**EXERCISE GOAL**.
Go through the records and report each line in which the word "shoulder" occurs.

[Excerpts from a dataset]
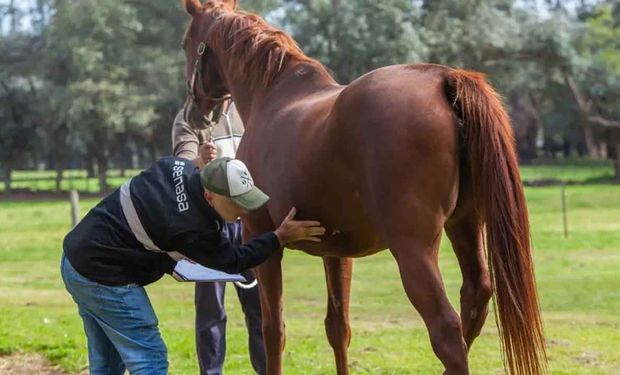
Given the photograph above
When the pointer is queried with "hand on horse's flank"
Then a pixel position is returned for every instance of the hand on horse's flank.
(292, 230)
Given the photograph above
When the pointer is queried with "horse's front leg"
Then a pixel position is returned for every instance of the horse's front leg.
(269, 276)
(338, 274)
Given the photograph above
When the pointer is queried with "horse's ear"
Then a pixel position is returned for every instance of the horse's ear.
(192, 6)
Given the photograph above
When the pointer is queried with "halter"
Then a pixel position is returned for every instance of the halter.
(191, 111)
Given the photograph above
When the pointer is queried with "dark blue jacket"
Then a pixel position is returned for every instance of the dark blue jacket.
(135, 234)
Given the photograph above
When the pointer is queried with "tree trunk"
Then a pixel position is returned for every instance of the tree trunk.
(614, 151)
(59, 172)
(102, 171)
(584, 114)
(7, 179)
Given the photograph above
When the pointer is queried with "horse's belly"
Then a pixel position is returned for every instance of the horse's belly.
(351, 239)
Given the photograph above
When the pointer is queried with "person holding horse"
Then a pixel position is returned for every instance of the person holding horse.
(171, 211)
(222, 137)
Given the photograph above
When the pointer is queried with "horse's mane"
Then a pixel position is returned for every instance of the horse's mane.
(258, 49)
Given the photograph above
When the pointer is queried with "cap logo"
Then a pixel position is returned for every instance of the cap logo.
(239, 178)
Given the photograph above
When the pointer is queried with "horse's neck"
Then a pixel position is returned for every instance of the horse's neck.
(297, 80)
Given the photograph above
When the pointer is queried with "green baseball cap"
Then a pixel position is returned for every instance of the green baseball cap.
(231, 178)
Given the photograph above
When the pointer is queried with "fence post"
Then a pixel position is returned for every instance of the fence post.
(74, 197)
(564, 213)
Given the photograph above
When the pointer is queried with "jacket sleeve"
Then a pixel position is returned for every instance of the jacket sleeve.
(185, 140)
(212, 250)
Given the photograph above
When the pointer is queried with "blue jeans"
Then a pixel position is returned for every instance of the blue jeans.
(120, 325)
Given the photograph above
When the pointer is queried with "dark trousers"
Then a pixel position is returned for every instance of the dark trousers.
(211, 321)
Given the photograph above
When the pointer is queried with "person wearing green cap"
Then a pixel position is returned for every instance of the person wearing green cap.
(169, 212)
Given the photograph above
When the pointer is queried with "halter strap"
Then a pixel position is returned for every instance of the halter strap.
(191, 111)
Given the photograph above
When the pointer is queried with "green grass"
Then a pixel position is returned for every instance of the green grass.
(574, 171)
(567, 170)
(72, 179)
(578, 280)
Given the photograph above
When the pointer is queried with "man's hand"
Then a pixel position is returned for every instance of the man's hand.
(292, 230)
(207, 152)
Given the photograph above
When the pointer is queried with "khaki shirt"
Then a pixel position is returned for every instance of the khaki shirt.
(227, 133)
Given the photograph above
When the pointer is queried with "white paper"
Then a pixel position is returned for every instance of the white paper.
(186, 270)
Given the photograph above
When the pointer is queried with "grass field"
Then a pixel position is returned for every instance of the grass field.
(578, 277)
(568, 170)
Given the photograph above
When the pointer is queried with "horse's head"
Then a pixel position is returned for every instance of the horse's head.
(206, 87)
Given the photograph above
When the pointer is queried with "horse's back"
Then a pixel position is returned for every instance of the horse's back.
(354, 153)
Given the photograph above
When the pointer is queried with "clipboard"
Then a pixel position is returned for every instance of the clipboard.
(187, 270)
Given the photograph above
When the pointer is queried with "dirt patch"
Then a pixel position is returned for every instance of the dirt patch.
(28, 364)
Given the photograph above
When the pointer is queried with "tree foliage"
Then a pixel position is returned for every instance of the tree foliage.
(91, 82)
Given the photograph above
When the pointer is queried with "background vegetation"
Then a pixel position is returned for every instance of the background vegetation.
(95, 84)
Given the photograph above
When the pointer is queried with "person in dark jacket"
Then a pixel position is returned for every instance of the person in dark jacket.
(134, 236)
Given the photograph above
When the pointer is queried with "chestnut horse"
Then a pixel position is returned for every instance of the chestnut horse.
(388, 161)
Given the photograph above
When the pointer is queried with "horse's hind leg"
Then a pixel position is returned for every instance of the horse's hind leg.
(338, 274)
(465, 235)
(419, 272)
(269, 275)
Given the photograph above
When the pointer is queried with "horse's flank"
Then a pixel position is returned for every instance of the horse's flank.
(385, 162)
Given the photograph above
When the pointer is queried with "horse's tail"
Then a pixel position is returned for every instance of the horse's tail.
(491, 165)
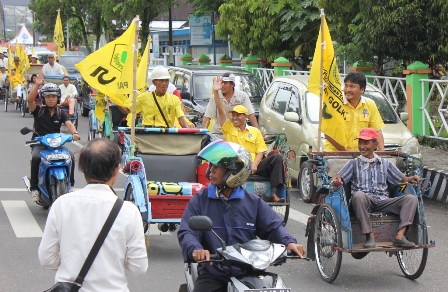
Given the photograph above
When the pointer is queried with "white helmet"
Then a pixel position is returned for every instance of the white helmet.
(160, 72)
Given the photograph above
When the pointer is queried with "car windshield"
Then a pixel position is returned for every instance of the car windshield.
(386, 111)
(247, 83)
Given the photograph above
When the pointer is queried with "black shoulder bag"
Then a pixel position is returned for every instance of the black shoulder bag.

**TASK RESULT**.
When the pointer is queried with "black shoulder bag"
Then a pixel position is returned for every instance of the black shoulder bag.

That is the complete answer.